[Region pointing data]
============
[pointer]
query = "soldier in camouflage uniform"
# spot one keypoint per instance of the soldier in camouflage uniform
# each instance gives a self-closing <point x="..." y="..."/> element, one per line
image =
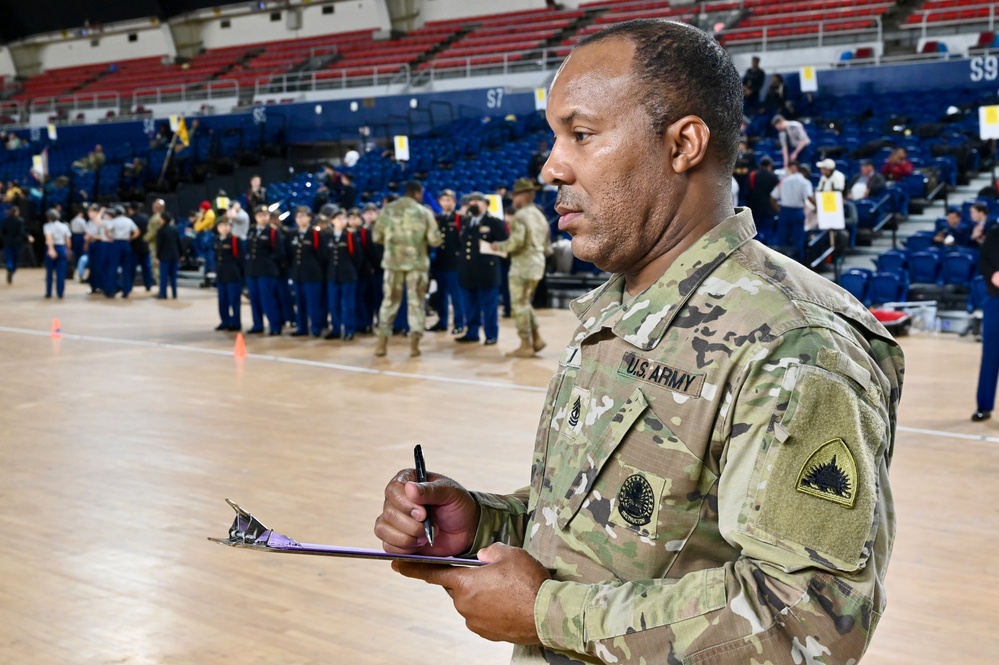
<point x="529" y="243"/>
<point x="406" y="228"/>
<point x="710" y="480"/>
============
What is expected: Please show the lines in the entries above that hold the string "instance".

Answer to this exercise:
# spot one keypoint per instance of the soldier in camouflage uniform
# each instance gives a self-closing <point x="..." y="..."/> element, one per line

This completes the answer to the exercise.